We have set out in the 25-year environment plan our step change in ambition for wildlife, in order to reverse declines. We have committed to improving protected sites and restoring new wildlife-rich habitats outside the protected site network. We are investing in peatland and woodland restoration as a contribution to climate change mitigation, which will also provide important habitats for insects and other wildlife; Members know about our investment in the northern forest. The nature recovery network will expand and connect our existing wildlife habitats by developing partnerships that can effect changes to land management at a catchment or landscape scale.
We are consulting on conservation covenants, which will be voluntary but legally binding agreements that would enable landowners to leave a permanent conservation legacy on their land. Such public commitments to taking positive actions to preserve and improve treasured features on their land, such as trees, woodland or flower-rich meadows, would be binding on future owners of that land and overseen by responsible bodies to ensure that land management obligations were delivered. I have already referred to the new environmental land management system, which will be the cornerstone of the country’s agricultural policy after we leave the EU. It is important that farmers are able to protect their crops, but also that people are protected from the risks that pesticides present, both to them and to the environment. It is therefore right to minimise the use of pesticides and to make the greatest possible use of other techniques, including non-chemical alternatives to protect crops.
I was surprised that the hon. Member for Leeds North West seemed to suggest that gene editing or GM could be used to modify crops. That is still a debate that matters, but it is important to highlight to hon. Members that we will continue to develop and refine our approach to pest control, with integrated pest management at its heart, minimising the need for pesticides. That approach combines different management strategies and practices to target and minimise the use of pesticides. The voluntary initiative scheme promotes and records IPM practices, and the uptake of that scheme is encouraging. It is important that we are able to protect crops, and such progress shows that the scheme works.
Regarding the introduction of a new environment Bill, I will give evidence to several hon. Members in about two hours’ time, so I am surprised that the hon. Member for Leeds North West has already declared what he thinks should happen with respect to scrutiny.
I am afraid I will not. The Government are open to this, and believe that what we have put forward is important. The policy paper that we published alongside the plan is an important indication of what else we want to achieve in that Bill.
Insect decline is a global problem that needs a global solution, which is why we will continue to play a leading role in the development of an ambitious strategy as we proceed. It is critical that we act now on the improving evidence base, internationally and at home, to ensure that we leave our environment in a better state for future generations.
Motion lapsed (Standing Order No. 10(6)).

§ **Problem to solve**
Copy the passage of the debate on insect decline from "Insect decline is" up to and including "Order No. 10(6)).".

Extracted listing:
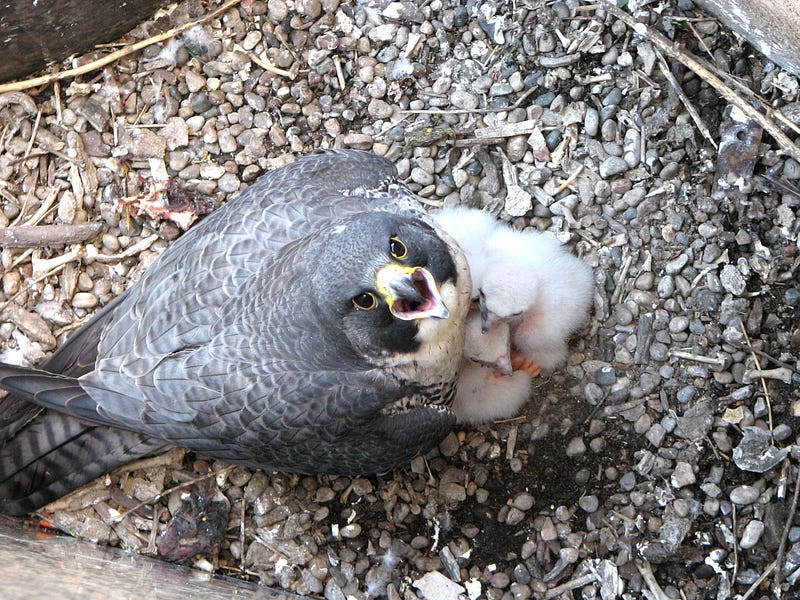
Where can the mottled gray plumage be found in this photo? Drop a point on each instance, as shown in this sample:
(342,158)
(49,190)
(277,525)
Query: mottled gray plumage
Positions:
(243,342)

§ **Result of the task**
Insect decline is a global problem that needs a global solution, which is why we will continue to play a leading role in the development of an ambitious strategy as we proceed. It is critical that we act now on the improving evidence base, internationally and at home, to ensure that we leave our environment in a better state for future generations.
Motion lapsed (Standing Order No. 10(6)).